Exercise passage —
────────────────

To determine the phylogenetic relationship of Soranthus Ledeb., Schumannia Kuntz., Talassia Korovin, and Ferula L., 25 chloroplast genomes were used to construct maximum likelihood (ML) and Bayesian inference (BI) phylogenetic trees. These included 10 samples of 10 Ferula species (including F. sinkiangensis, GenBank accession no. MW411057), two samples of Soranthus, two samples of Schumannia, one sample of Talassia, and nine other Apiaceae genera, i.e., Caucalis L., Daucus L., Cuminum L., Anthriscus Pers., Aegopodium L., Cyclospermum Lag., Apium L., Cryptotaenia DC., and Oenanthe L. with an outgroup of Diplopanax stachyanthus Hand.-Mazz (Fig. 6).

Fig. 6
figure 6

a Branch length diagram of the phylogenetic tree. b Phylogenetic tree of the 25 species inferred from maximum likelihood (ML) and Bayesian inference (BI) analyses based on the complete plastomes. The Shimodaira-Hasegawa-like support values approximate the likelihood ratio test (only F. oopoda and F. gigantea had SH-aLRT values below 80 in the terminal branch), and ultrafast bootstrap values (UFBS ≥ 95%, on the right) are shown on the branches. Green indicates two sequences of S. meyeri (F. sibiraca), blue indicates one sequence of S. karelinii (F. karelinii), and red indicates two sequences of T. transiliensis (F. transiliensis)

The ML and BI topologies were highly supported. Ten selected genera formed 10 monophyletic groups, all of which had support values of 100 or 1 in the ML and BI trees, respectively. Ferula was divided into three main lineages (A, B and C) with maximal support (PP = 1, BS ≥ 97%), and three genera (Soranthus meyeri, Schumannia karelinii, Talassia transiliensis) were clustered into Ferula. Lineage A contained 11 Ferula species, S. meyeri, T. transiliensis, and S. karelinii. Within this lineage, S. sibirica and S. karelinii are sister species, and F. sinkiangensis and F. litwinowiana are sister species. Lineages B and C contained only F. equisetacea and F. olivacea, respectively. Moreover, Ferula and four genera of Apiaceae formed a monophyletic group.

────────────────

Extracted records —
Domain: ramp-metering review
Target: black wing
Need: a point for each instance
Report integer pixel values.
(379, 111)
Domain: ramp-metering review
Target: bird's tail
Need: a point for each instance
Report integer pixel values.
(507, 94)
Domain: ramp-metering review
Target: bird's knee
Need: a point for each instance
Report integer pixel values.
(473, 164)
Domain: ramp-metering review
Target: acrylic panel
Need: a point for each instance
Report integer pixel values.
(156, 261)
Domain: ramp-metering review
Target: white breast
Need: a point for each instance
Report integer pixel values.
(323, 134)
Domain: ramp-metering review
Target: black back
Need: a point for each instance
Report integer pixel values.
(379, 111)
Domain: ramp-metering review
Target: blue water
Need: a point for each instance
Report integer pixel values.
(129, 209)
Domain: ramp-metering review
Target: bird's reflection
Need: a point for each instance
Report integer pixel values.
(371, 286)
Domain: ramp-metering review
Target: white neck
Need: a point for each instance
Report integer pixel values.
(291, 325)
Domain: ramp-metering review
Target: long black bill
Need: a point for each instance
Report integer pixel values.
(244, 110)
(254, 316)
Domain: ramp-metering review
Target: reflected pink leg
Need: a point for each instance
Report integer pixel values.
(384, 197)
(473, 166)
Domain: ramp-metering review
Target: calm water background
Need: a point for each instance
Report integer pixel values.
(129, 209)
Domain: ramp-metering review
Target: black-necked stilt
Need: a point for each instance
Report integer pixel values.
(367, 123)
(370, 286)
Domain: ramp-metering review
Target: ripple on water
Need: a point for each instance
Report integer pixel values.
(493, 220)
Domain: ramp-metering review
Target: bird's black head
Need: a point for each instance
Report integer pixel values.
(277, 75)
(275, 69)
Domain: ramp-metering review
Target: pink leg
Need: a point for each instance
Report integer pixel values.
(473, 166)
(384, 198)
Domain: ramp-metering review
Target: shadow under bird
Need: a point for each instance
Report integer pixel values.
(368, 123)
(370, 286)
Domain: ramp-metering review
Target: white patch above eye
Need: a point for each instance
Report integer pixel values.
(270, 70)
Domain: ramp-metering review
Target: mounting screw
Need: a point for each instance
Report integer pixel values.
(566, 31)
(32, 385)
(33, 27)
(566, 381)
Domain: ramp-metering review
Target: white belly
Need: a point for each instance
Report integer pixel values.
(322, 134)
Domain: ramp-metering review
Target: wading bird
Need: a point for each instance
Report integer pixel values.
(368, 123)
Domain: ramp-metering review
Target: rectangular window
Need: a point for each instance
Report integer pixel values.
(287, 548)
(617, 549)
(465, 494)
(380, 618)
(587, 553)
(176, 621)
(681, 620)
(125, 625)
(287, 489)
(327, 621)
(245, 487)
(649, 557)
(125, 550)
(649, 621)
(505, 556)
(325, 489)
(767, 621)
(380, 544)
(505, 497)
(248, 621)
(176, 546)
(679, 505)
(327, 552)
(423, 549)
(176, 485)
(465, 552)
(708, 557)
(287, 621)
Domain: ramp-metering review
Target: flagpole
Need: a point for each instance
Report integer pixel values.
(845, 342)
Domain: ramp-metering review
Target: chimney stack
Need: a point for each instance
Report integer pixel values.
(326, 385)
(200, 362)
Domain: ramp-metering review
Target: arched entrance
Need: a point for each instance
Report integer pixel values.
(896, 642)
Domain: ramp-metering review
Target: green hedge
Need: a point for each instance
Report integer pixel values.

────────────────

What you will do —
• A. In the passage on Ferula phylogeny, which species served as the outgroup?
• B. Carry on the passage on Ferula phylogeny from its last sentence.

Answers by item number —
• A. Diplopanax stachyanthus Hand.-Mazz.

• B.
Discussion

Comparison of Ferula plastid genome

Plastomes are considered an effective means used in taxonomic and evolutionary studies to assess evolutionary relationships and compare genome structure at different taxonomic levels [34,35,36,37,38,39,40,41,42]. Generally, the plastomes are highly conserved in genome structure, gene order, and gene content [32]. In this study, all 14 plastomes are divided into four regions consisting of an LSC (84,839–85,598 bp), an SSC (17,559–17,687 bp), and two IRs (31,392–31,880 bp). The comparative analysis of 14 complete plastomes showed great similarities in terms of genome length (165,607–167,013 bp), structure, IR/SC borders and GC content (37.8–38.0), the equal number of CDs, rRNA, and tRNA genes, and no rearrangement or a good collinearity relationship among them (Fig. 1; Table S1), indicated that the Ferula are relatively conserved.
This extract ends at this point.